- Extract to read
===

Although the rank order of the mutants was correlated between tissues, on average, the population recovered from the inoculation site contained lower numbers of high-frequency mutants than those from the heart and tibiotarsal joints (Mann-Whitney test, P = 0.03 and 0.02, respectively). Sampling error due to lower bacterial loads in the inoculation site than in the heart and tibiotarsal joints could result in a skewed distribution. However, the detection of all mutants at the inoculation site argues against this hypothesis, since insufficient sampling would likely lead to complete loss of detection of mutants.

Population composition during later stages of infection.

===

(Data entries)
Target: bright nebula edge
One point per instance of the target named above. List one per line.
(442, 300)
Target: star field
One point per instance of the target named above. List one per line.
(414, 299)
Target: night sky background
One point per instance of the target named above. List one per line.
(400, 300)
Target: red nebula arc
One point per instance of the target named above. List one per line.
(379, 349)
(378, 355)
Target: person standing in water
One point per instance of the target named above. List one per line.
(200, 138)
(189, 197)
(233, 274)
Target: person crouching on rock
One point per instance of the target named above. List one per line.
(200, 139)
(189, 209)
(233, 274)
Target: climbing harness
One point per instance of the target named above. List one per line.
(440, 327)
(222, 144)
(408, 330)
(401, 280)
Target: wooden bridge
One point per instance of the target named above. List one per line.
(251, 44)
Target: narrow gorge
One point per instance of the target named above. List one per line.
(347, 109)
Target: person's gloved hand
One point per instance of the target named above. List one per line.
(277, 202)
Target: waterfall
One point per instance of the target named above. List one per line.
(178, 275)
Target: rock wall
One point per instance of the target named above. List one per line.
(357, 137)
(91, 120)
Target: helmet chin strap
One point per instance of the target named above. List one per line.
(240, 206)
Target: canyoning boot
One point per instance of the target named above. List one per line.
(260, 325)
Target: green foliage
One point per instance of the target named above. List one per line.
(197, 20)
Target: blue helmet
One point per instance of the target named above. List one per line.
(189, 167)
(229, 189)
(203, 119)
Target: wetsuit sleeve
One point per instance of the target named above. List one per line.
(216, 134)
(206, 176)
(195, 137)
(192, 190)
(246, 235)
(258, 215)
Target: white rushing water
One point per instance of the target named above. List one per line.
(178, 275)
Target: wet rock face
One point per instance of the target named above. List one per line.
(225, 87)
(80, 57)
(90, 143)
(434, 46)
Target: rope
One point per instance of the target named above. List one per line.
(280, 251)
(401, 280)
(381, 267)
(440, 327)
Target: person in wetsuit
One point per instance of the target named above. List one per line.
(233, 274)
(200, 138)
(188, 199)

===

- What to produce
Write what comes next in the passage above on mutant populations recovered from infected tissues, starting with the section under its final heading.

- Response area
In the absence of antibiotic treatment, mice remain infected with B. burgdorferi for life. However, B. burgdorferi loads decline significantly after 2 to 4 weeks following the development of an adaptive immune response (2, 3, 20). Related to this drop in bacterial load, diversity decreased at the inoculation site at 6 weeks postinfection relative to the earlier time points. The median frequency of the most common mutant trended upward as the length of the infection increased. At 3 days and 2 weeks postinfection, it was 74.1% and 73.7%, respectively, while at 6 weeks, it was 84.0%. The number of low-frequency mutants increased in a majority of the mice. Five or six mutants each constituted less than 0.05% of total population in three of the four mice tested (Fig. 3). In contrast to the case at earlier time points, some mutants were lost from the populations recovered from tissues at 6 weeks postinfection. Mutant C was completely absent from all of the samples. Mutant A was observed only in mouse 1 and mouse 3 and constituted less than 0.2% of the population (Fig. 5).

Fig 5.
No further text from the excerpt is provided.